- [Supplied material]

>> begin

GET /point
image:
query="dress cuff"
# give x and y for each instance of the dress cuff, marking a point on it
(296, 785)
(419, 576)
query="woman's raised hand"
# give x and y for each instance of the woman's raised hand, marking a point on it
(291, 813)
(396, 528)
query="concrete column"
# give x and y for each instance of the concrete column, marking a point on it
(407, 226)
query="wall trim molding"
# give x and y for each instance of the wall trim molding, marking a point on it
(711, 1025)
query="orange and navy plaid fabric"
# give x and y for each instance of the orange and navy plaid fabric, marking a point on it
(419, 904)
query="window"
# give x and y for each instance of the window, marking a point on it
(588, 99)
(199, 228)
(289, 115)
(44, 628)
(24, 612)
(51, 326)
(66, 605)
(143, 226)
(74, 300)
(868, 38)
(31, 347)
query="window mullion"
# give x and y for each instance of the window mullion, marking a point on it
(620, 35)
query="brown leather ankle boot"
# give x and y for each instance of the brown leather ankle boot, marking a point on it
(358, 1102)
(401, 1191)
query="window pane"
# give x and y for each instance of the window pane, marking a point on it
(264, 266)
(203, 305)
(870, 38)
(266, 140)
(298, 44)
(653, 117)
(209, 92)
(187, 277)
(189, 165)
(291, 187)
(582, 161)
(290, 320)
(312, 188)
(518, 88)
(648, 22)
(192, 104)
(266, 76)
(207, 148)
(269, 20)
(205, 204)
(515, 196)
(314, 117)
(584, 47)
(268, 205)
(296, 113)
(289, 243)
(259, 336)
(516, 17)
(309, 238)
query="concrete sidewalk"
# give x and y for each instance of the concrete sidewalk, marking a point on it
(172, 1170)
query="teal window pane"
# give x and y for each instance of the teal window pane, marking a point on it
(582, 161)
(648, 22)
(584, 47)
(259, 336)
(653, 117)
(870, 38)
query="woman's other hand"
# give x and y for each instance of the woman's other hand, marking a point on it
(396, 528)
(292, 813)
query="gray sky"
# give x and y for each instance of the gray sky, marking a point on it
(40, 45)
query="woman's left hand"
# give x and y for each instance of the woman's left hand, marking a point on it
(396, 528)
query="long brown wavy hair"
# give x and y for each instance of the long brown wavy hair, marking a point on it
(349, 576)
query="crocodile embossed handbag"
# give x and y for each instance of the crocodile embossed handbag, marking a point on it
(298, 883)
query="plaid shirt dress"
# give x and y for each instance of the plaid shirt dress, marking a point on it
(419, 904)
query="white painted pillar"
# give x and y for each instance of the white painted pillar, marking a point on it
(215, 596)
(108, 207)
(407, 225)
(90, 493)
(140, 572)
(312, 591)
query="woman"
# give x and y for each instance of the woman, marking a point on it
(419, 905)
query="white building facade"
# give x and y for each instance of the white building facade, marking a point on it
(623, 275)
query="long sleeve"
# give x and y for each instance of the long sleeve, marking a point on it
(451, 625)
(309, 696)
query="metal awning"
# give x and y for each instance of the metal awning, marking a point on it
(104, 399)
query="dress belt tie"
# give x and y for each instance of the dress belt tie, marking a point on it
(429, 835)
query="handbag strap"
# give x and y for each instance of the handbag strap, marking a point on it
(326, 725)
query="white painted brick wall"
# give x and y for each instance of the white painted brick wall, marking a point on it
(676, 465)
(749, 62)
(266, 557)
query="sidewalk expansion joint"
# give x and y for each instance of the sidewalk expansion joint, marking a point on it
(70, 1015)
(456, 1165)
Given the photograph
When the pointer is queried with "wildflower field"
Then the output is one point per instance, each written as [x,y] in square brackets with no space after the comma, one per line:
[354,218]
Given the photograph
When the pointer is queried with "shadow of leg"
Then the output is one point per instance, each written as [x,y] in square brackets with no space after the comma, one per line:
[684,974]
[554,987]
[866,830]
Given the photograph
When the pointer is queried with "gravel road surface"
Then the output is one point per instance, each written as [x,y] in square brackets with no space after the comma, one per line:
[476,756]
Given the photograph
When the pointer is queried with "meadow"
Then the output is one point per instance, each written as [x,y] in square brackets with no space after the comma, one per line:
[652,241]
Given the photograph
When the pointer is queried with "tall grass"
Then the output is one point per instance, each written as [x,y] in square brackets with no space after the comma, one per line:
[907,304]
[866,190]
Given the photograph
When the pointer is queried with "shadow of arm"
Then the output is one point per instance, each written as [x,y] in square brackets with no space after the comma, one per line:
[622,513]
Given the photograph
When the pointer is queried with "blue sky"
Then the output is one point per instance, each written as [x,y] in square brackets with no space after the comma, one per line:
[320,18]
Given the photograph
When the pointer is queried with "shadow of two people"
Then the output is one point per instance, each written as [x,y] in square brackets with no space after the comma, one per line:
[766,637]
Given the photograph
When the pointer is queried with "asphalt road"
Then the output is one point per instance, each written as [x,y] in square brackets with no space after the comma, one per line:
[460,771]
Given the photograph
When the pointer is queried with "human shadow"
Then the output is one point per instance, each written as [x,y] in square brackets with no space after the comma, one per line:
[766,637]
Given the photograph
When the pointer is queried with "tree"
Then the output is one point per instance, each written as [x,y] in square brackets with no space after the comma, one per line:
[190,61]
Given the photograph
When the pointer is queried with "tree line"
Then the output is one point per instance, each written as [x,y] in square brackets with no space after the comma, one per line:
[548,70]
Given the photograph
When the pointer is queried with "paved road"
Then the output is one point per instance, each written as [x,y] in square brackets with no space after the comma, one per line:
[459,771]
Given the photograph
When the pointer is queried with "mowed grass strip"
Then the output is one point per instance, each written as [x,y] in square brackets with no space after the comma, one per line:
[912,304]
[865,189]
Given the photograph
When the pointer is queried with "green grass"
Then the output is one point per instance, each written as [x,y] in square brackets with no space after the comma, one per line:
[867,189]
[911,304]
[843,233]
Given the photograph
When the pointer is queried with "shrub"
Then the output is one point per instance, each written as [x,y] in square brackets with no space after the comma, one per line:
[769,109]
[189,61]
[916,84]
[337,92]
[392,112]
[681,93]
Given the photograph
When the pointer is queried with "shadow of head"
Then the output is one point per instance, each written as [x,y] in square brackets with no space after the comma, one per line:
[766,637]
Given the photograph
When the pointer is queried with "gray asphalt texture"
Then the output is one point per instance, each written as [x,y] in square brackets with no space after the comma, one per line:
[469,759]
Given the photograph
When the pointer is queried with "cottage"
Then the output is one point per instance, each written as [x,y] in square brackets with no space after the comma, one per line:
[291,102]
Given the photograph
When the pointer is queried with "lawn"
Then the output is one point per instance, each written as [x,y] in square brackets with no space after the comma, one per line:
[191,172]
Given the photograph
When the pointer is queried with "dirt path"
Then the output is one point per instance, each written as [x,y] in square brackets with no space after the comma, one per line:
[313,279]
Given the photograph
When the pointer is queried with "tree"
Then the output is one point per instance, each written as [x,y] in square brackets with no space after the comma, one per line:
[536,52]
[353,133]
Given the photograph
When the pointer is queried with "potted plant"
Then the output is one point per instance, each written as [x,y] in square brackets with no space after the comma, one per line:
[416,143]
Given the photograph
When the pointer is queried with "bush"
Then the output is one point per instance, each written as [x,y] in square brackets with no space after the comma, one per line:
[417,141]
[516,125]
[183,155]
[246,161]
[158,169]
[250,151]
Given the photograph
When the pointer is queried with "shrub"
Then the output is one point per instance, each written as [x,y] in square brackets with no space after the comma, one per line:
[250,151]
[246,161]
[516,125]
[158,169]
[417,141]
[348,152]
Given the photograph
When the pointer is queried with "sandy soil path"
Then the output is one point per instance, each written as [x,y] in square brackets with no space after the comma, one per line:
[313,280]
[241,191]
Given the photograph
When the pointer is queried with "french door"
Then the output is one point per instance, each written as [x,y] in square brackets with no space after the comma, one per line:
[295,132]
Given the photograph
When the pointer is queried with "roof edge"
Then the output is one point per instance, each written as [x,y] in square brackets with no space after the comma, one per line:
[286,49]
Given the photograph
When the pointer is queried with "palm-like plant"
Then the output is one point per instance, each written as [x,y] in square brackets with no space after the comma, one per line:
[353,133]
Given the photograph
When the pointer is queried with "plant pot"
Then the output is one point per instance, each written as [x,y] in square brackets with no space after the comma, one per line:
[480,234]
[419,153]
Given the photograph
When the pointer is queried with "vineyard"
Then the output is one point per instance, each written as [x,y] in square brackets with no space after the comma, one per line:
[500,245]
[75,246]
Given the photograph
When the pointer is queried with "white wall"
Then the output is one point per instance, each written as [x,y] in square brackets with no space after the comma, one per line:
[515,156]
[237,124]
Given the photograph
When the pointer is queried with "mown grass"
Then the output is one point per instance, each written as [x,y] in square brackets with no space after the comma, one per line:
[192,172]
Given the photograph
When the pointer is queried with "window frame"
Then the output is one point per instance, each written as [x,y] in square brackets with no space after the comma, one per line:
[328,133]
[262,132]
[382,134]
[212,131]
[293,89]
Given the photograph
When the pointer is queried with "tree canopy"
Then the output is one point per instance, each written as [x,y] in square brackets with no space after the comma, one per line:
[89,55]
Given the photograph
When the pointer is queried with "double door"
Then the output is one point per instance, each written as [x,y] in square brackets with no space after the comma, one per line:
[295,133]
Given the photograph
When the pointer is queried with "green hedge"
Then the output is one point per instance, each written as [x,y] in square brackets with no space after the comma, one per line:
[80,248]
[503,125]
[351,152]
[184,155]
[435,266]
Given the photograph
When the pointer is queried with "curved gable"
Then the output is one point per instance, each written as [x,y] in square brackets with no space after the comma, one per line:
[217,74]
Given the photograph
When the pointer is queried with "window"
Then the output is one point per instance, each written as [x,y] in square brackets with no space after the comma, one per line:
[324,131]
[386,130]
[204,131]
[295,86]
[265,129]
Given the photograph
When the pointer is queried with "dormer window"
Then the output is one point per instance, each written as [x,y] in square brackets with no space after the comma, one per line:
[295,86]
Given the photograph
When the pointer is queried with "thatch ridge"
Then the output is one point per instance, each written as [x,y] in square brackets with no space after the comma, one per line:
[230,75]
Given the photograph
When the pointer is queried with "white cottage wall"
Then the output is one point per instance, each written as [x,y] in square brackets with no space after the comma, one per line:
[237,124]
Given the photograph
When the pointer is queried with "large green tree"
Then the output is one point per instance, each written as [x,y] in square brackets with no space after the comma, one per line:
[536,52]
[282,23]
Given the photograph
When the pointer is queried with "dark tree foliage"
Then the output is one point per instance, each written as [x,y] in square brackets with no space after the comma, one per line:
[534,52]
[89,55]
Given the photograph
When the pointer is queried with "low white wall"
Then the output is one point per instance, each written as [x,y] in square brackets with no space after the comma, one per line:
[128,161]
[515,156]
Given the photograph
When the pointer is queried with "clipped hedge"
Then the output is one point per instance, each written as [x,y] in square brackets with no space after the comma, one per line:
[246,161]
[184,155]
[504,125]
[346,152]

>> end

Replace "concrete column" with "stone pillar" in the listing, starting at its first line and ending at the line that contains "(401, 1191)". Give back only those lines, with everything else in them left the same.

- [Answer below]
GET /point
image:
query="dress cuff"
# give x and y for each instance of the dress cuff, marking a point on it
(296, 785)
(419, 576)
query="woman's raised hand"
# give x and y for each instance of the woman's raised hand, marking a point on it
(291, 813)
(396, 528)
query="stone pillar"
# give x and y for each instance of the stone pillar, marking a point on it
(407, 226)
query="wall trim molding"
# give x and y for each instance of the wall trim molding, marking a point on it
(711, 1025)
query="orange and navy plaid fabric"
# give x and y for each instance of the orange and navy plaid fabric, marking a point on it
(419, 904)
query="window"
# give x and y for each instance of the window, marking a point on it
(588, 99)
(199, 228)
(289, 115)
(44, 628)
(24, 612)
(51, 326)
(66, 605)
(143, 226)
(74, 300)
(868, 38)
(31, 347)
query="window mullion"
# give x and y for each instance of the window mullion, marking a point on it
(620, 35)
query="brown leather ankle boot"
# give x and y for each instance of the brown leather ankle boot, marking a point on it
(358, 1102)
(401, 1191)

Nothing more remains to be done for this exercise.